Exercise directions. Look through the data below and say how many of its lines contain "blue", adding nothing else.

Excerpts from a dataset
- Opening Delimiter -

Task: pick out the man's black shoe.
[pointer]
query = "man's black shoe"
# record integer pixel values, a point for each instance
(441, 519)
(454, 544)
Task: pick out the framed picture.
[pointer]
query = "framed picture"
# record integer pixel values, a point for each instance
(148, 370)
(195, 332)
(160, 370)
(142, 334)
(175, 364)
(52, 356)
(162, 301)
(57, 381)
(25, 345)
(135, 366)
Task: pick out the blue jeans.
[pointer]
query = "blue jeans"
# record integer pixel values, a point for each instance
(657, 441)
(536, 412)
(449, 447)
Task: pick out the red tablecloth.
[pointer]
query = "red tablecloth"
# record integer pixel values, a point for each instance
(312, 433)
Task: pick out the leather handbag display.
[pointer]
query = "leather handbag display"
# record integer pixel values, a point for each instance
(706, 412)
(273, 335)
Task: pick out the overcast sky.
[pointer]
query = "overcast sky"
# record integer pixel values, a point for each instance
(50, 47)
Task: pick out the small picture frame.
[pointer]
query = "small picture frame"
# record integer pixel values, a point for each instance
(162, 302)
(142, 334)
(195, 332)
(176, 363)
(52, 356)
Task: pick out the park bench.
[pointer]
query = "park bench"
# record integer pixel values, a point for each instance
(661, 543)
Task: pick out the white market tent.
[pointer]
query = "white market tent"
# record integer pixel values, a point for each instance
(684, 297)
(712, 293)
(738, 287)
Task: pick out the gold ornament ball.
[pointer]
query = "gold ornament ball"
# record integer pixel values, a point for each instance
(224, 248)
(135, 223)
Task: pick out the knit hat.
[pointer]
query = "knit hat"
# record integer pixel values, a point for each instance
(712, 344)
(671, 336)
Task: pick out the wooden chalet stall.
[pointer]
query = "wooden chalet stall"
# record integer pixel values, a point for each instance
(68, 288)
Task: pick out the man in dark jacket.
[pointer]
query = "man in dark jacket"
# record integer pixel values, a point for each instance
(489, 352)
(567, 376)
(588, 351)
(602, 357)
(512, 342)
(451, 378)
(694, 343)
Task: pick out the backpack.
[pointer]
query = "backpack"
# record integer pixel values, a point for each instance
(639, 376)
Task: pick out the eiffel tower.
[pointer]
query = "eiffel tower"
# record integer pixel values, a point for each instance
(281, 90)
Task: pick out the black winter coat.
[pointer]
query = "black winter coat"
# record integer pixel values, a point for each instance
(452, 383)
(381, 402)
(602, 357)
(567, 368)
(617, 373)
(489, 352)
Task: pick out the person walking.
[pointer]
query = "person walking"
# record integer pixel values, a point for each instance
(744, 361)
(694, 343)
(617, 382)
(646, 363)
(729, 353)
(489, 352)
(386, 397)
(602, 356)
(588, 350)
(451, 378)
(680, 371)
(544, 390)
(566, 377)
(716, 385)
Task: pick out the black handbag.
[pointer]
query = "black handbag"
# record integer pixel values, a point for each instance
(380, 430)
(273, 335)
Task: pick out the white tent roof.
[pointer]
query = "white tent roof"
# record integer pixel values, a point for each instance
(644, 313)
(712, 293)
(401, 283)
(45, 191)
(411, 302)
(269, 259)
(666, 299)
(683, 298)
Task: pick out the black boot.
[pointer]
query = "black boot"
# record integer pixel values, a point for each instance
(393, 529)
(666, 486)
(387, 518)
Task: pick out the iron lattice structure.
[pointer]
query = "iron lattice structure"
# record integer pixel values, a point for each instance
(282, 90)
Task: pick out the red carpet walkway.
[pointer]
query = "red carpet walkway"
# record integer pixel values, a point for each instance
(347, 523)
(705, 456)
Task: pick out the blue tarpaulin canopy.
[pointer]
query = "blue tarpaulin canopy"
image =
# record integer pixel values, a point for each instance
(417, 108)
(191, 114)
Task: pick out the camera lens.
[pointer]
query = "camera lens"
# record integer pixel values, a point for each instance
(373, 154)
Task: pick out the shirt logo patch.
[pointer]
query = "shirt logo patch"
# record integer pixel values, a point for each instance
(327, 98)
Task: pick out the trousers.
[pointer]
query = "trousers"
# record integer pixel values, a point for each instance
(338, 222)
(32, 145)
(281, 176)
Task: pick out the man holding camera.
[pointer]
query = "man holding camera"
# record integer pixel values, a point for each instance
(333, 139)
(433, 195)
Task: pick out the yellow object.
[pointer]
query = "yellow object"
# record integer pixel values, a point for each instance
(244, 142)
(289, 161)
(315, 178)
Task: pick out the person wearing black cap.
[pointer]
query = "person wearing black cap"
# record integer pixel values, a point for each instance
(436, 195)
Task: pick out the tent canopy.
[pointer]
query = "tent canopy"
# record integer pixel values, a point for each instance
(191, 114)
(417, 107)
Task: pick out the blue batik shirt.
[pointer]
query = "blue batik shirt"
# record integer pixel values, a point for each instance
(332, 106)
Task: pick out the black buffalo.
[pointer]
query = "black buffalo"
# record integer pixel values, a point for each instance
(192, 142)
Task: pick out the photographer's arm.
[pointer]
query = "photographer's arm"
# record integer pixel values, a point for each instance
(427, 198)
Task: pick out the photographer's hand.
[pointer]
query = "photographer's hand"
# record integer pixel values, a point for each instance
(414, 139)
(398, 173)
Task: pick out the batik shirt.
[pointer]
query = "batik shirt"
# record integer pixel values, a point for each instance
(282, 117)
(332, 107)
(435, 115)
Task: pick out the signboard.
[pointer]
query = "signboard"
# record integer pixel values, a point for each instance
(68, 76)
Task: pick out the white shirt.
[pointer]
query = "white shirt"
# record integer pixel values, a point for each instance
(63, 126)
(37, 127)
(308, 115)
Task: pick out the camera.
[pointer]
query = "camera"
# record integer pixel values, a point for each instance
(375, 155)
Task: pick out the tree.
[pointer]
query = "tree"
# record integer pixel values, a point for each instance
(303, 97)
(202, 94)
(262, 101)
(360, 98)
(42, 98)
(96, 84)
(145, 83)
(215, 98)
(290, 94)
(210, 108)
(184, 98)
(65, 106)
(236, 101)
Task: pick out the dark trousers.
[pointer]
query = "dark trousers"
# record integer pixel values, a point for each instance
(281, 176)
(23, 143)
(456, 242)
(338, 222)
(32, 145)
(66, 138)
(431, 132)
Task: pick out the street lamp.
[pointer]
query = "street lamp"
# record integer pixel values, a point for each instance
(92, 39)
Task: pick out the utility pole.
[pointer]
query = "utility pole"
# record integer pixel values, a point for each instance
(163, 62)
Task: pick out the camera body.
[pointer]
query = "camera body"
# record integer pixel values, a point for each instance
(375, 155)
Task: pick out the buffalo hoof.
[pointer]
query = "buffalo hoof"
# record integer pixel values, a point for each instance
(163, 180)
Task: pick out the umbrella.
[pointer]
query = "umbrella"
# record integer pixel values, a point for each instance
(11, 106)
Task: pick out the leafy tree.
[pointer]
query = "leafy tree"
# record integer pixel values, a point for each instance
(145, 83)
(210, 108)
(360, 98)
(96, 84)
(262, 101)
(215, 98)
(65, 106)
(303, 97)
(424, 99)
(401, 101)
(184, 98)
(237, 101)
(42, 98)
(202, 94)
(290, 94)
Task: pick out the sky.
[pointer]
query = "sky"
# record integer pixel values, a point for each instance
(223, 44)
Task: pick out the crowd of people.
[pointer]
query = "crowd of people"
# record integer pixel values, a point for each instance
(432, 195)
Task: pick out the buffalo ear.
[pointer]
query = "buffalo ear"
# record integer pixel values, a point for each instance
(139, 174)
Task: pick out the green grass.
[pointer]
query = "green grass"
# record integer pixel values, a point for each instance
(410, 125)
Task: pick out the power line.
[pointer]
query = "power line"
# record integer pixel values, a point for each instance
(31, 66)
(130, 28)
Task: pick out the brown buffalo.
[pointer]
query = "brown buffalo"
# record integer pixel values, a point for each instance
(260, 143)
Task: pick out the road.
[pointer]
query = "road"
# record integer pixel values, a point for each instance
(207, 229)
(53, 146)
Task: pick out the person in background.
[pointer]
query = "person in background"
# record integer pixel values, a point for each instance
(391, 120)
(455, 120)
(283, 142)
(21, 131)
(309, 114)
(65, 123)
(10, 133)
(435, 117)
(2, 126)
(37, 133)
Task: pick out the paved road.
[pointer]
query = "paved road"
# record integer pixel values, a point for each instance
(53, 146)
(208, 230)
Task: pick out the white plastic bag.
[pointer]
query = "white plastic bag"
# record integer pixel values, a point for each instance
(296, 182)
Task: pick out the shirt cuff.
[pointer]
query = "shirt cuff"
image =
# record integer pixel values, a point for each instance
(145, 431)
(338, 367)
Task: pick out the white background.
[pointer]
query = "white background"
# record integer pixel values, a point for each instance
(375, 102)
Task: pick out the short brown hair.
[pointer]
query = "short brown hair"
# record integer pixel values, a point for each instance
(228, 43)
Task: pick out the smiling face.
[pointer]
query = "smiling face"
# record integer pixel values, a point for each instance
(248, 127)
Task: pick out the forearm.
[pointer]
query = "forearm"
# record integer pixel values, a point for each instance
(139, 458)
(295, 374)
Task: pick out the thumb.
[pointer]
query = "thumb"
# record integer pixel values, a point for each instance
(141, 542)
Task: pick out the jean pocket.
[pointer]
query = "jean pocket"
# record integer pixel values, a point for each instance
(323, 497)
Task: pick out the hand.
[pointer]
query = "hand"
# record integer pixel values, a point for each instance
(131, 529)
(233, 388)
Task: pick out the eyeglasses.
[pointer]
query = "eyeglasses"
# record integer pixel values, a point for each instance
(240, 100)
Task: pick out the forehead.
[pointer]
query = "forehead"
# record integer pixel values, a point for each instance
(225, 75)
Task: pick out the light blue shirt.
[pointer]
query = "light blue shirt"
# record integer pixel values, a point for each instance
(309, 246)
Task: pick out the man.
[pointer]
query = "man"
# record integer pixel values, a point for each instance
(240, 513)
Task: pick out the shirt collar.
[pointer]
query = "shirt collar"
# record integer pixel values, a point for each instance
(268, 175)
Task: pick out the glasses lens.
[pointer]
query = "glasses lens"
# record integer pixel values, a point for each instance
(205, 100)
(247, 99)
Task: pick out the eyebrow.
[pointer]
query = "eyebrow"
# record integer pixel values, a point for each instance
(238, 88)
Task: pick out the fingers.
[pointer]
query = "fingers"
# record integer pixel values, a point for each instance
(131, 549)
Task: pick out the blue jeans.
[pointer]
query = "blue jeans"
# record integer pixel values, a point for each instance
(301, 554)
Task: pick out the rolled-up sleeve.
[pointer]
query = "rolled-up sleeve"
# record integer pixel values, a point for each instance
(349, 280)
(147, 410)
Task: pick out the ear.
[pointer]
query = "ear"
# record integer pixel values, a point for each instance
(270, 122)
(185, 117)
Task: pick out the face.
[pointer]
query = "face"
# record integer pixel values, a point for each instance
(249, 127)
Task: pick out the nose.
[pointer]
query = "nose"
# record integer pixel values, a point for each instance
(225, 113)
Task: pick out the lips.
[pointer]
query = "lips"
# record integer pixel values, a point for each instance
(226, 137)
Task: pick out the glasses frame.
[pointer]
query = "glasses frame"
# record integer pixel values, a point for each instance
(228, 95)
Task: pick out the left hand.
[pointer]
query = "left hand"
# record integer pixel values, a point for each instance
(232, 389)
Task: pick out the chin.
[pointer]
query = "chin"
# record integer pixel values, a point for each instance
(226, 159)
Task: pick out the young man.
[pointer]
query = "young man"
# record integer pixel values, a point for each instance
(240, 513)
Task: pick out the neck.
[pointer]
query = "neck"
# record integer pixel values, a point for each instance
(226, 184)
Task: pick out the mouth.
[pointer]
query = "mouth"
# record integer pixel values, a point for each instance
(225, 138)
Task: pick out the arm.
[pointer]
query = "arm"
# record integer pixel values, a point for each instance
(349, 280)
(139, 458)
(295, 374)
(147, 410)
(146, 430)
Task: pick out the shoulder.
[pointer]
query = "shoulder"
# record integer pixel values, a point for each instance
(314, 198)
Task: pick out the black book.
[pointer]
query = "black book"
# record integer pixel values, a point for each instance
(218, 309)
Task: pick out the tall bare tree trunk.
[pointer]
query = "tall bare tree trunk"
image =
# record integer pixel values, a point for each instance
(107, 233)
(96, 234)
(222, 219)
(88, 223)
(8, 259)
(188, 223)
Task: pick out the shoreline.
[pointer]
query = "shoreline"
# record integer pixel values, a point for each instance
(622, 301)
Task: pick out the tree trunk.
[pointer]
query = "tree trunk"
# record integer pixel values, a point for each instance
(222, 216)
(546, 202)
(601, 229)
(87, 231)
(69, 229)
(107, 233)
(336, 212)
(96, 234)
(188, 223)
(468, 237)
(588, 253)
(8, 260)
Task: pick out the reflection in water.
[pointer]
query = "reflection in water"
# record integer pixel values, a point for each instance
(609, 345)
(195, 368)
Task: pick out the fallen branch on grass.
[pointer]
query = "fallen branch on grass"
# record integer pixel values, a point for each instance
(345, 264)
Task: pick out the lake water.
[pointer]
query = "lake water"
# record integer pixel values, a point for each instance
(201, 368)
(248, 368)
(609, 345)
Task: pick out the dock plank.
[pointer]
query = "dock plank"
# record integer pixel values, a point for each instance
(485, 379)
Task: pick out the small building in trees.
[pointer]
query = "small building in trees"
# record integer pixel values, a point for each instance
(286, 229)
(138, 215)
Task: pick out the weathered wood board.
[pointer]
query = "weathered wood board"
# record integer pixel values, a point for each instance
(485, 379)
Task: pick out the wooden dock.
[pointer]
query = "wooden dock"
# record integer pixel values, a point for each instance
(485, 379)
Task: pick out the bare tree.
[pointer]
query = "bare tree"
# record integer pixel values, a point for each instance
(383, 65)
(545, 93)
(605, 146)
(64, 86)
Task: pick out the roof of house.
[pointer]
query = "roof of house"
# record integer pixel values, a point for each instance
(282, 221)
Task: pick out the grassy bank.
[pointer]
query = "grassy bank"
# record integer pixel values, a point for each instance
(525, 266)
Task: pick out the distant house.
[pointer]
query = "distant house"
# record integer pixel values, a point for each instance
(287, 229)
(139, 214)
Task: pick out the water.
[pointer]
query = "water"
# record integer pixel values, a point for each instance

- Closing Delimiter -

Task result. 10